# WORK TO DO
Can you convert the part of the data that opens with the line containing "Look at the photo above. For each instance of the grass" and closes with the line containing "Look at the photo above. For each instance of the cracked", both ends included, into a JSON list of strings, one string per line, with blank lines omitted?

### LISTING ###

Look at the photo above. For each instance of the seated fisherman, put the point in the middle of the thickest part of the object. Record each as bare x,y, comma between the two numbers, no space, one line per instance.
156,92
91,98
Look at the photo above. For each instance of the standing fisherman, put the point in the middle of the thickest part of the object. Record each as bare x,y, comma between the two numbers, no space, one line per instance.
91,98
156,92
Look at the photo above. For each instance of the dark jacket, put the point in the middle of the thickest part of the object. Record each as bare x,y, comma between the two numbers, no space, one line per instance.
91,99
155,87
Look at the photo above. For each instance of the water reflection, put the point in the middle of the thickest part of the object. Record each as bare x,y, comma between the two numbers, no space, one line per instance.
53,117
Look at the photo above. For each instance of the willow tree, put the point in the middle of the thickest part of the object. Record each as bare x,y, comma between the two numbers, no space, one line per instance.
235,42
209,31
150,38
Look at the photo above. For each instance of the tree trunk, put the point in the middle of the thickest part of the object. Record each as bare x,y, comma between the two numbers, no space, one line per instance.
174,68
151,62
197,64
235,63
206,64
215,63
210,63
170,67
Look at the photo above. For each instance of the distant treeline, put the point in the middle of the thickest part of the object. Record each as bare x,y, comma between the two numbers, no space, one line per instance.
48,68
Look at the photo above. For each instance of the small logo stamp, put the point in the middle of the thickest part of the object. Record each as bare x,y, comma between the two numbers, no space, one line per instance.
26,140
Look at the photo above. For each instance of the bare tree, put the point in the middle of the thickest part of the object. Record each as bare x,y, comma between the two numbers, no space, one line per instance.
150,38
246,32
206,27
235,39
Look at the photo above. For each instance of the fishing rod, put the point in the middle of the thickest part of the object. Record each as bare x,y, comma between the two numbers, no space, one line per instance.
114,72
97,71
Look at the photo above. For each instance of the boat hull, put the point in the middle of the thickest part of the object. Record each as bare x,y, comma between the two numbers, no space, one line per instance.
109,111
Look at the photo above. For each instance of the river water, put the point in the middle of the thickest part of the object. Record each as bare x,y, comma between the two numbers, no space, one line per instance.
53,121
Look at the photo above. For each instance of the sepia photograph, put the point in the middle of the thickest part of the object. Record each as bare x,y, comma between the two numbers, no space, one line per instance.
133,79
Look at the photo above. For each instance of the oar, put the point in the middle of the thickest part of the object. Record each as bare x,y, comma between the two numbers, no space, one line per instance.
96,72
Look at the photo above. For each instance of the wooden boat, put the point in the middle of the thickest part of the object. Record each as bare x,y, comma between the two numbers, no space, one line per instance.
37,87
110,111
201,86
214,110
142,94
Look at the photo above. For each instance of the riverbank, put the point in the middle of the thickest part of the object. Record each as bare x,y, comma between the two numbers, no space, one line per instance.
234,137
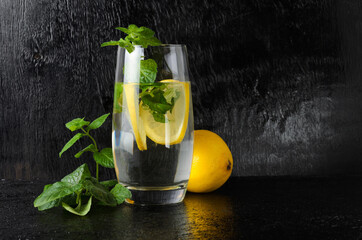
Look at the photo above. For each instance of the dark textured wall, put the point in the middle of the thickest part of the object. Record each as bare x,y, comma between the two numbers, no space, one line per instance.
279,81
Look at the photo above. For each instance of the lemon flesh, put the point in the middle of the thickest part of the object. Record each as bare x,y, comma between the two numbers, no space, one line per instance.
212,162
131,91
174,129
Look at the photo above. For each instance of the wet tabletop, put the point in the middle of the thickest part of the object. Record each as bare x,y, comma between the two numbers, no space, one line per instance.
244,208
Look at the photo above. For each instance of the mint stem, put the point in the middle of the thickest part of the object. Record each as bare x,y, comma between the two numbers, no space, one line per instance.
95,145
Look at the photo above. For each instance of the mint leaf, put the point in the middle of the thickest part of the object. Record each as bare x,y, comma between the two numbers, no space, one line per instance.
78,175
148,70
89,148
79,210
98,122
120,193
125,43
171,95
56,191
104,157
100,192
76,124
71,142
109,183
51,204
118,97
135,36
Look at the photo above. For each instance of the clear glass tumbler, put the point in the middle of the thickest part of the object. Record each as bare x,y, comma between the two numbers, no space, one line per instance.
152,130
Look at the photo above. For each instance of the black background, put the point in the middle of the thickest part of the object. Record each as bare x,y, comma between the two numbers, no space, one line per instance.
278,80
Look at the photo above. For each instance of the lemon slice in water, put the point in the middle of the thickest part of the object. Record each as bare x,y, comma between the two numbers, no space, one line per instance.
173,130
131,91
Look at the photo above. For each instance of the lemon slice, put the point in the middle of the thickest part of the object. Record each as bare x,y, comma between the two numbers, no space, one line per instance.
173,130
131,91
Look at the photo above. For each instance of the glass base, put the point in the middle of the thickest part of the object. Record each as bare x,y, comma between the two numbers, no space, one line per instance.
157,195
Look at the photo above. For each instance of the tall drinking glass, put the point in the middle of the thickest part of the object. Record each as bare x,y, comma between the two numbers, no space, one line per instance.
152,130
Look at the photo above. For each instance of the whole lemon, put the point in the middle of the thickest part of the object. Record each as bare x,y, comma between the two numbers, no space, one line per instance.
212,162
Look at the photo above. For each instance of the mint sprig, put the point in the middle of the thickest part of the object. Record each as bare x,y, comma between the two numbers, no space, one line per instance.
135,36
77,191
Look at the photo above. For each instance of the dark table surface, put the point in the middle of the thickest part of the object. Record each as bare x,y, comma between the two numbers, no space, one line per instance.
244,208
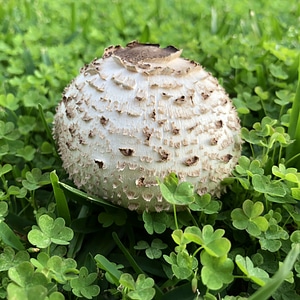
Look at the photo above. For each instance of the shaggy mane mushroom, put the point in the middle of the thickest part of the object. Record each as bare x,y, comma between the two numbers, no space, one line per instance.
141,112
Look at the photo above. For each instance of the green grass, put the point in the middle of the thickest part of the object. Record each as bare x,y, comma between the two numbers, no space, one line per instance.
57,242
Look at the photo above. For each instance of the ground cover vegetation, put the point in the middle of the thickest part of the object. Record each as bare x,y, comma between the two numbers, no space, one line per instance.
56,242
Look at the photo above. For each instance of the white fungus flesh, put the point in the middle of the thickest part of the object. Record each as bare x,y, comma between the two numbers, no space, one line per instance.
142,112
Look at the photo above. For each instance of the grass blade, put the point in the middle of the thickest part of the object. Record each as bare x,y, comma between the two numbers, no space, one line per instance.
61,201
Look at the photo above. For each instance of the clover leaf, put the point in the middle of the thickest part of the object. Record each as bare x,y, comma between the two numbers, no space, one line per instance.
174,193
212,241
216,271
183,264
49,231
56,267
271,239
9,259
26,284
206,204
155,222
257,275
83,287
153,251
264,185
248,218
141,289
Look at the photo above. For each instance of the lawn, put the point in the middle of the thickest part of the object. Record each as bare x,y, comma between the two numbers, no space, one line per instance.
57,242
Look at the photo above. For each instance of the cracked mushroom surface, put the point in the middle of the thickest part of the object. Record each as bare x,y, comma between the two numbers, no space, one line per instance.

###
### LISTING ###

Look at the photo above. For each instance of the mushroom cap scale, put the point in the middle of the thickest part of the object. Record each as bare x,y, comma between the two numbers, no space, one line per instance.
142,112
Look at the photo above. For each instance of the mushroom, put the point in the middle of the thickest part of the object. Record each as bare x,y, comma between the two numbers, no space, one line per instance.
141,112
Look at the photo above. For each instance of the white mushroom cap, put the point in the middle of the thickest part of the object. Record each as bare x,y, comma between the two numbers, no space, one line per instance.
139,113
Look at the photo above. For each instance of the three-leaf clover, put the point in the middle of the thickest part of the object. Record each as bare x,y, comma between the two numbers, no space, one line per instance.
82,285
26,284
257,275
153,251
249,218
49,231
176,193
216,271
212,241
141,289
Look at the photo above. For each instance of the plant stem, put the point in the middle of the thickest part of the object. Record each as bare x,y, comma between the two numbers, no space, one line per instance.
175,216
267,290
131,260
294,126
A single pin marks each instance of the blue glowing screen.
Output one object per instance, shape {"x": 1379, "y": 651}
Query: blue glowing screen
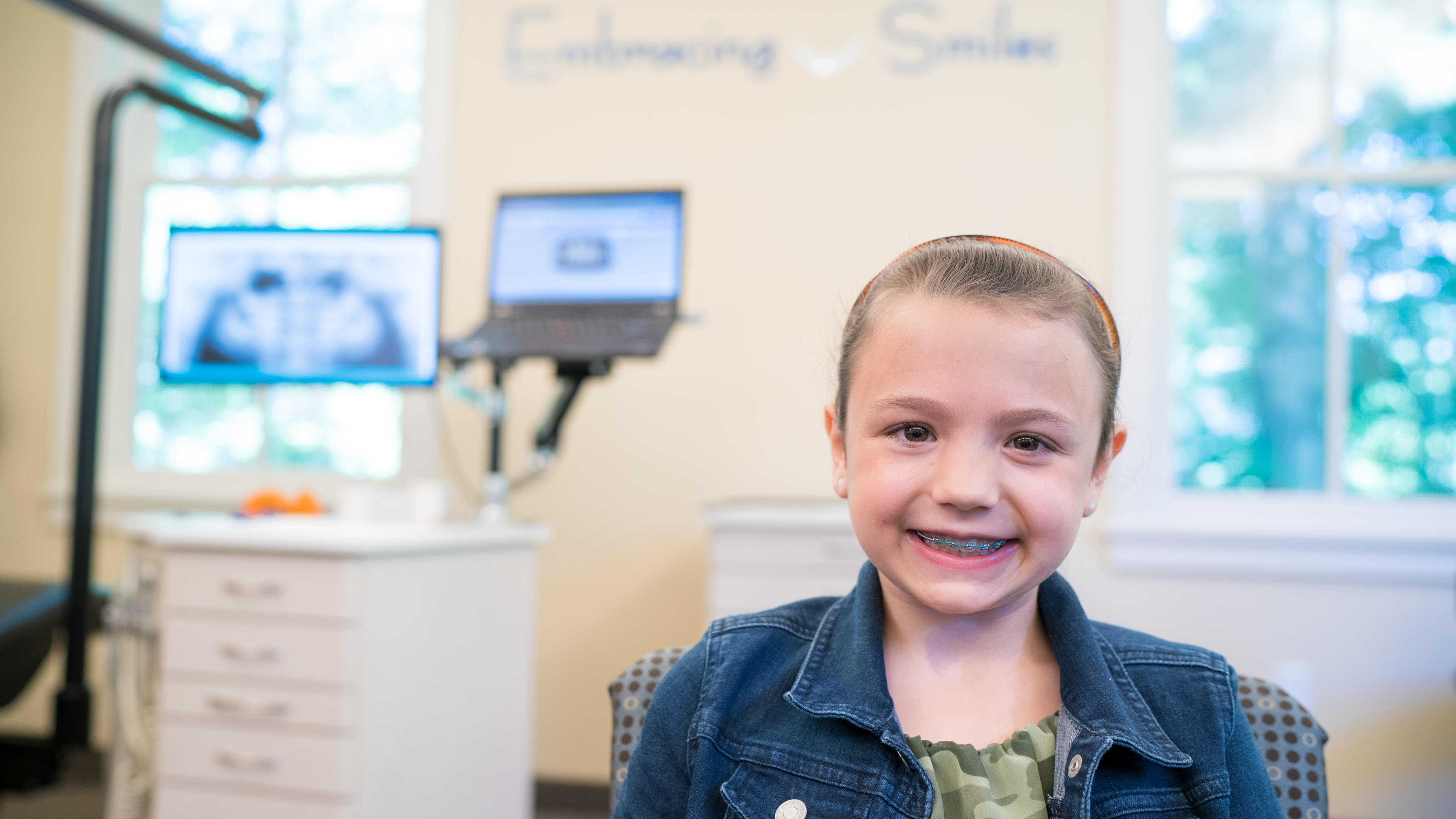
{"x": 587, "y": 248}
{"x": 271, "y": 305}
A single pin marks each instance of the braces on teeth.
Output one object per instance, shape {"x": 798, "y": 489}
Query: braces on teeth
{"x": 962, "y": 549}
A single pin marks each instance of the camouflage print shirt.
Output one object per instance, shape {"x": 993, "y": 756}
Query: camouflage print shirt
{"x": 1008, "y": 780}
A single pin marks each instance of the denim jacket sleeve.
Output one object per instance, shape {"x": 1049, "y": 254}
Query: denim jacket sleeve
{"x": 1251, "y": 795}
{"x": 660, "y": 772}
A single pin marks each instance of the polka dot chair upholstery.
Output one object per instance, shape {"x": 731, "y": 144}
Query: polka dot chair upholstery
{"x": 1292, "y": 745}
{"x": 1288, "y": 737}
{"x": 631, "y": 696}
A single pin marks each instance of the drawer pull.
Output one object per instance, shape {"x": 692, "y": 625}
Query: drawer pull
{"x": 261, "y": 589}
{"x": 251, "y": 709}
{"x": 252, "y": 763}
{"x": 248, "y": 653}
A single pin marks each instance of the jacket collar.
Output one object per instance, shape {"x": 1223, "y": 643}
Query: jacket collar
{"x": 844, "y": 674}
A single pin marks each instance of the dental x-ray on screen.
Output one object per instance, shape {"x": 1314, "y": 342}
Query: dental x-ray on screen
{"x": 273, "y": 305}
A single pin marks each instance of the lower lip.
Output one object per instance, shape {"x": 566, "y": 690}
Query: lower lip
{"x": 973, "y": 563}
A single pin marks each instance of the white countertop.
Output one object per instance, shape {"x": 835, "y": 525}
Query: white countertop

###

# RESULT OF THIS EXERCISE
[
  "Look at the photo above. For each instance of the grass blade, put the point in the middle of the thickest part of the object. Record each as bare x,y, comma between the two numbers, no space, one line per instance.",
  "61,201",
  "Look at the photo above. For each instance of the clover leaf, put the point in the middle of the thickest part of the object. Record each as bare x,y, comma between the two numbers, no space, one line per instance.",
  "174,193",
  "212,241",
  "216,271",
  "183,264",
  "49,231",
  "56,267",
  "271,239",
  "9,259",
  "26,284",
  "206,204",
  "155,222",
  "257,275",
  "83,287",
  "153,251",
  "264,185",
  "248,218",
  "141,289",
  "Look at the photo above. For each instance of the lawn, put the point in the middle of the thickest part of the object. Record each as bare x,y, comma between the two numbers, no space, one line per instance.",
  "57,242",
  "Look at the photo above. For each instance of the cracked mushroom surface, put the point in the middle of the thickest part of the object. Record each as bare x,y, comma between the two numbers, no space, one line per instance."
]